- **STATED PROBLEM A**: In the variance-estimator problem, why does the estimator subtract μ0 from each X_i? Answer in one to three sentences.
- **STATED PROBLEM B**:
Decide whether each statement agrees with the variance-estimator problem. Answer yes or no for each, and quote the deciding words.
(i) The variables X_i are independent and identically distributed.
(ii) The estimator divides the sum of squared deviations by n − 1.
(iii) The bias is to be found as a function of σ².

- **SOURCE TEXT**:

####################

# Bias in estimators of population variance

Let $$\{ X_i | i = 1, 2, . . . ,n \}$$ be a sequence of independent and identically distributed (IID) random variables from a population and define $$\mu \equiv \mathbb{E}(X)$$ and $$\sigma^2 \equiv \mathbb{V}(X)$$. Suppose we think that the mean is $$\mu = \mu_0$$ for some number $$\mu_0$$ (but we may be wrong). Find the bias in the estimator:

$$\tilde{\sigma}^2 \equiv \frac{1}{n} \sum_{i=1}^n (X_i - \mu_0)^2,$$

as a function of $$\mu$$. When is this estimator unbiased for $$\sigma^2$$?

####################

- **RECORDS PROVIDED**:

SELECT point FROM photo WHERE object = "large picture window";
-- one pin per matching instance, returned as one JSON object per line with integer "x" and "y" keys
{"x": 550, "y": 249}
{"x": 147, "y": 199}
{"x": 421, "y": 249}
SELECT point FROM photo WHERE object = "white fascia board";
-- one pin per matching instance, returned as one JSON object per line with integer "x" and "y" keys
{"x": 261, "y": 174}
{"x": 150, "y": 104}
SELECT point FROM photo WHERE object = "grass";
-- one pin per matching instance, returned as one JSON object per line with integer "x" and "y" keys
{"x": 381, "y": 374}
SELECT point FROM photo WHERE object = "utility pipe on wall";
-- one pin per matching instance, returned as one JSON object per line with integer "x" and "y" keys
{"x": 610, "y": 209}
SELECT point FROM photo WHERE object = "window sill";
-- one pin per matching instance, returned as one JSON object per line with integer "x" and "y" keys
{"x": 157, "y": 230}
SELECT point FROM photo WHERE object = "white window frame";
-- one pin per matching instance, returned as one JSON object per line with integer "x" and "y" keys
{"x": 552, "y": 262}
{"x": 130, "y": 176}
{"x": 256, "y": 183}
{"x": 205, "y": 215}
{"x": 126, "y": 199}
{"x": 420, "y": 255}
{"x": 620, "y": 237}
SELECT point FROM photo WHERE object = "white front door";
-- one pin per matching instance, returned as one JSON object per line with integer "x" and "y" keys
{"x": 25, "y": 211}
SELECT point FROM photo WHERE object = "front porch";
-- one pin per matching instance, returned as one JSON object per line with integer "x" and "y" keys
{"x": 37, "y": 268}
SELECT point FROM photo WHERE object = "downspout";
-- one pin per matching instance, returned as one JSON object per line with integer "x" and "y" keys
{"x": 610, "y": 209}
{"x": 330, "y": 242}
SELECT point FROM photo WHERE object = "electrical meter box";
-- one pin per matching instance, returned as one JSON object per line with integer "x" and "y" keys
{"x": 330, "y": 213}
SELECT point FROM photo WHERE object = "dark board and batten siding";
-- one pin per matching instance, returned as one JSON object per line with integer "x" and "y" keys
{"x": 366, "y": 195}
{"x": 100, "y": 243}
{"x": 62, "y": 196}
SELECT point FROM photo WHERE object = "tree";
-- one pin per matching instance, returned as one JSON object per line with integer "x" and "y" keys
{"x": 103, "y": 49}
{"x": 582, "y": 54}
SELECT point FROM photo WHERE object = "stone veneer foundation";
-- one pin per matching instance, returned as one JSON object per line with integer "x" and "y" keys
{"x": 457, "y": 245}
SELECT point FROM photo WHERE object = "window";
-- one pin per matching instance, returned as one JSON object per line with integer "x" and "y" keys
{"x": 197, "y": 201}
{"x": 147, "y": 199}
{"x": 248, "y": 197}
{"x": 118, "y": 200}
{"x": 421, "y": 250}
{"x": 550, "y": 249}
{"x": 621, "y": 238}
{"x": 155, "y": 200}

####################

- **EXERCISE SOLUTION A**: The problem supposes that the mean is μ = μ0 for some number μ0. It also notes that this supposition may be wrong.

- **EXERCISE SOLUTION B**:
(i) Yes: "independent and identically distributed (IID) random variables from a population"
(ii) No: "\frac{1}{n} \sum_{i=1}^n (X_i - \mu_0)^2"
(iii) No: "as a function of $$\mu$$"